## Records provided
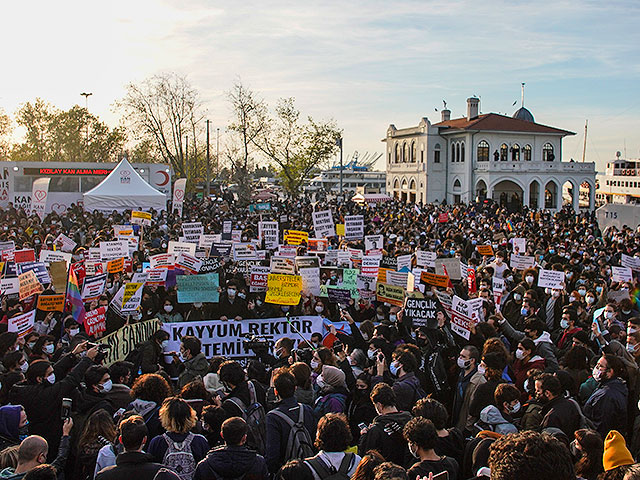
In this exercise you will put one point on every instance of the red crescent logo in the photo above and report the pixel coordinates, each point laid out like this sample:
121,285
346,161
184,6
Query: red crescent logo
166,178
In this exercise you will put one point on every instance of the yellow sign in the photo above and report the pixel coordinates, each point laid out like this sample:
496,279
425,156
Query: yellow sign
51,303
283,289
390,294
296,237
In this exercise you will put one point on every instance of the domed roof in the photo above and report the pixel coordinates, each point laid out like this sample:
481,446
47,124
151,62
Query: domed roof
524,114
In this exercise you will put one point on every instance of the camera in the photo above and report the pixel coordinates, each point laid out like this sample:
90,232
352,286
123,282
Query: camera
66,408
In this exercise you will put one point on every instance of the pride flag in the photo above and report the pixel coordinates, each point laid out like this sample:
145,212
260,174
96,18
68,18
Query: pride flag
74,297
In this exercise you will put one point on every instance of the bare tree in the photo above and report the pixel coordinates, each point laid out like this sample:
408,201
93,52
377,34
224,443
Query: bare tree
166,109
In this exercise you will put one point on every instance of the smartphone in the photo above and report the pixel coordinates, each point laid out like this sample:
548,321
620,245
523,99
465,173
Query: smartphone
67,403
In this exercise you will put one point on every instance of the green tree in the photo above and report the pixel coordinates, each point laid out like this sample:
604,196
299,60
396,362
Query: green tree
297,149
163,111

## Problem to work on
From the listing, extract all text exactly as given and drop any picture.

## Answer for the task
In this exercise you will put one point on every instance of the red crescent logo in the photo above and report the pixel coordinates, each point laid out like this sample:
121,285
346,161
184,6
Query: red crescent logo
166,178
In this exercise you will put one point on every instance of the yellow sign in the photo above and report the pixel coordinates, each point laid out like this sample:
496,279
425,156
Query: yellow sign
51,303
283,289
390,294
296,237
In this exercise you will put one point on every instance of the domed roof in the photo above and report the pixel coordinates, each point laid out like this sample:
481,446
47,124
151,62
Query: domed roof
524,114
In this exercise you will put one point on every instance of the camera in the photo above and report the pixel coordinates, each point laid out like this sample:
90,232
352,286
123,282
Query: camera
66,408
In this exercise you will put one point on every instance of the pride flag in the photo above and report the pixel coordinates, each point laid out like this sample:
145,212
260,174
96,18
68,18
Query: pride flag
74,297
In this exercise you will put one point on every instance of the bare tree in the photo above and report the pixel coordinates, each point laid out like this sample:
408,201
93,52
377,34
224,443
Query: bare tree
166,109
In this exercise you will put one point on every instance of the smartphone in the photo above and report the pixel coordinates, each point laid out like this sample:
548,321
620,245
523,99
465,173
Query: smartphone
67,403
In this exercise you will put one point on every instance of the green tree in the photo above and report the pixel coordinates, each point laid out like this sample:
604,196
299,60
396,362
Query: green tree
297,149
163,111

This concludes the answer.